▸ **What to produce**: Reproduce the reflection on life's fragility word for word, everything from "Doesn’t matter whether" down to "scare, why so?".

▸ **Supplied passage**:
★ ★ ★ ★
I got a call from a friend. I haven’t met her for more than a year but that ring could be the last one. In the talk she asks me to visit her during this time. It’s not unusual but not common. I’m curious. Anyway I simply give a ‘no promise’ reply. So, we have nice conversation (i did tell her how bad i’m to deal with my current exam, frustration…etc) until she shocked me with a particular news. It strike me, I’m sad when she tells me she probably can live another 2 years due to a brain tumor. Speechless. (What’s more distress if compare to her?)
A flash back…just about 6 months ago I lost a friend in air crash, 3 months later a friend hit in motor vehicle accident but fortunate to survived and now a cancer patient. What’s next? Really…just 15 min. later, another friend text me in to inform that our close friend caught in a car accident during work which end up really bad. Chain of events…all I can feel is that our human life is so fragile. Hearing this much, the best moment for me to ponder what value in my life.
We live, we dream and we plan. As much as you can planned, nothing is a guarantee except tax and death. It is just a matter of time. We will never know what can really happen the next second. When you sleep, have you ever think…will you wake up from this bed tomorrow morning. Will you be able to wear the shoes you just put off tonight?
Doesn’t matter whether people preach life is of equal value or ‘infinite value because life is only once and that individual uniqueness made is valuable. We don’t know each other but we do share the sentiment that life is valuable- no matter how much some protest regarding it, saying of how worthless,…bla bla bla… be honest, at the closet moment of death, you scare, why so?
I have no intention to be pessimistic. Just a thought that– shouldn’t we stop contributing to our own death or continue to live in despair. Instead, look at bright side, treasure every moment in life. Give a meaning to your life. That’s the reason sometimes you see a patient is more optimistic than any normal healthy person. They embraced it and live their life to the fullest, knowing that life is short to them. They want life, chance, longer time and yet it is taken from them. In contrast, any normal person did everything to condemn their own body so to fit the frame of death. We are just abnormal. Didn’t we? So the phrase, every man dies but not every man really lives. To live life to fullest, do fill what’s empty and empty what’s full.
“Every man dies but not every man really lives.” William Wallace
I recalled someone say to me that her life is not a choice and given no privilege to live her own life. I wish to reply, “so long you breath, that’s the hope for everything.” Certainly is way easy to say. But the moment you are thinking of giving up, that’s the end of your journey. Hold on strong! Be grateful because every day is a blessing.
* Just think of a new born baby-one tiny life yet so strong inside. This enough to inspire you?
★ ★ ★ ★
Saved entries
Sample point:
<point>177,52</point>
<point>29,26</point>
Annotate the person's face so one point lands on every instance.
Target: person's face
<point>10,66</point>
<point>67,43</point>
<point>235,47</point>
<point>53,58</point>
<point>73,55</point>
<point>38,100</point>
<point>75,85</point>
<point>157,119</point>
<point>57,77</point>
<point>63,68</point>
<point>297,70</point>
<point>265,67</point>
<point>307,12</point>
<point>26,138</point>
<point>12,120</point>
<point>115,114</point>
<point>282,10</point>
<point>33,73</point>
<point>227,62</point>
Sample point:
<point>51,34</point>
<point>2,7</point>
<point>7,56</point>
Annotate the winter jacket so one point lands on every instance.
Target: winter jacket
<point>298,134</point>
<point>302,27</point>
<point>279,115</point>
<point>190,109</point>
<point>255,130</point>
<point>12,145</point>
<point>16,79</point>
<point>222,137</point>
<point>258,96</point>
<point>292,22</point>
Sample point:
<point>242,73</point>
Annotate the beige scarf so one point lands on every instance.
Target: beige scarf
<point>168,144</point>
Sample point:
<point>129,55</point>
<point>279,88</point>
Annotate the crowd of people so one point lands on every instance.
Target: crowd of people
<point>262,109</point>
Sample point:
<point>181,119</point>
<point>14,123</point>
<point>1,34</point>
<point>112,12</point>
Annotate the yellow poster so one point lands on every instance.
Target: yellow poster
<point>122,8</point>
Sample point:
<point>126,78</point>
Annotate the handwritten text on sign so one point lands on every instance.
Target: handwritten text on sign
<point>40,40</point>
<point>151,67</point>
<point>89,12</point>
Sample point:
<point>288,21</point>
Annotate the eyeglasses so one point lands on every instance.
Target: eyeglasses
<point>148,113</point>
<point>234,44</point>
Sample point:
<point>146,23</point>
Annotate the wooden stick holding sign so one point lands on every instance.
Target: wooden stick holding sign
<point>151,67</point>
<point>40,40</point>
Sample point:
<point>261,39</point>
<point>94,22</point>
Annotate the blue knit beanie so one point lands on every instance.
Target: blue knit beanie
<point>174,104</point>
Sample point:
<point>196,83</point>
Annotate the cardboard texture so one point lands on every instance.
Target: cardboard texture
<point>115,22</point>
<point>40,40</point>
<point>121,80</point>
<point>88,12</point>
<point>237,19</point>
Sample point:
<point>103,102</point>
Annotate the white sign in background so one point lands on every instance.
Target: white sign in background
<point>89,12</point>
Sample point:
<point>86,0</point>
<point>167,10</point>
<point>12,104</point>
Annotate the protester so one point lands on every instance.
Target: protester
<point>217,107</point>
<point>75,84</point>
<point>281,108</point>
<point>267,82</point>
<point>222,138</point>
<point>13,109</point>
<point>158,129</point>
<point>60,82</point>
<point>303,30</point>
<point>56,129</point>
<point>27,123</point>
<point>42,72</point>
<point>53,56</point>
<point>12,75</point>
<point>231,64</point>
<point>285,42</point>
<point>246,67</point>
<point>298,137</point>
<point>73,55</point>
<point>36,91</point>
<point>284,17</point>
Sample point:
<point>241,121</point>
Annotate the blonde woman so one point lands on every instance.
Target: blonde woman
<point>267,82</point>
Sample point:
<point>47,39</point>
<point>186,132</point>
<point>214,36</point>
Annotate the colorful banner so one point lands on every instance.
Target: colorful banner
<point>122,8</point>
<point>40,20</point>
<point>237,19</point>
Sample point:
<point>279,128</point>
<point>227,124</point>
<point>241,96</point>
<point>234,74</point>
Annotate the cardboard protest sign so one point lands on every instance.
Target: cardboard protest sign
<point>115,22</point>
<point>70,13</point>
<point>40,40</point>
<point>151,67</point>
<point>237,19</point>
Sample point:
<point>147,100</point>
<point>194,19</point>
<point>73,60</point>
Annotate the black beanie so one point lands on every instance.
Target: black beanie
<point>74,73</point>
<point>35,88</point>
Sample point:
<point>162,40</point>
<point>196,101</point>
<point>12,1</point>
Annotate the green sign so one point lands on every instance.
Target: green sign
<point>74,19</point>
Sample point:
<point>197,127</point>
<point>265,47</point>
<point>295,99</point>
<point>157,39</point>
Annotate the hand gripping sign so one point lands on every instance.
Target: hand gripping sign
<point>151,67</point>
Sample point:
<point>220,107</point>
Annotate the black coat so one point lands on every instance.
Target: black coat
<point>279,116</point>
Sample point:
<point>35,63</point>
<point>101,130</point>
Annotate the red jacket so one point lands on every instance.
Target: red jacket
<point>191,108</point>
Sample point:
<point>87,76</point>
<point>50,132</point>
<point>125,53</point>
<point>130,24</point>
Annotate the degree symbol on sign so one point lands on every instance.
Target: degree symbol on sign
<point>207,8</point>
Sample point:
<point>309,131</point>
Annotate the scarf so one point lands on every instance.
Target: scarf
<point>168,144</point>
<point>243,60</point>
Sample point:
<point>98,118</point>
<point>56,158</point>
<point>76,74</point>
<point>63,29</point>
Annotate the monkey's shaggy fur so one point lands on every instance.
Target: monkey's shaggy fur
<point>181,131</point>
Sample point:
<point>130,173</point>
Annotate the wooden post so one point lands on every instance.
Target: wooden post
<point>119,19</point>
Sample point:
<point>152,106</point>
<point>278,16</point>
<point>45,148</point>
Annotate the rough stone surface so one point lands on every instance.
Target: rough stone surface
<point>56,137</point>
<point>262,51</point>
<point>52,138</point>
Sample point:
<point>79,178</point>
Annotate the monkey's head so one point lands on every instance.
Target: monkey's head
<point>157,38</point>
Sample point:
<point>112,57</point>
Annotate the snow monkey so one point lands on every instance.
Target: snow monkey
★ ★ ★ ★
▸ **Problem solution**:
Doesn’t matter whether people preach life is of equal value or ‘infinite value because life is only once and that individual uniqueness made is valuable. We don’t know each other but we do share the sentiment that life is valuable- no matter how much some protest regarding it, saying of how worthless,…bla bla bla… be honest, at the closet moment of death, you scare, why so?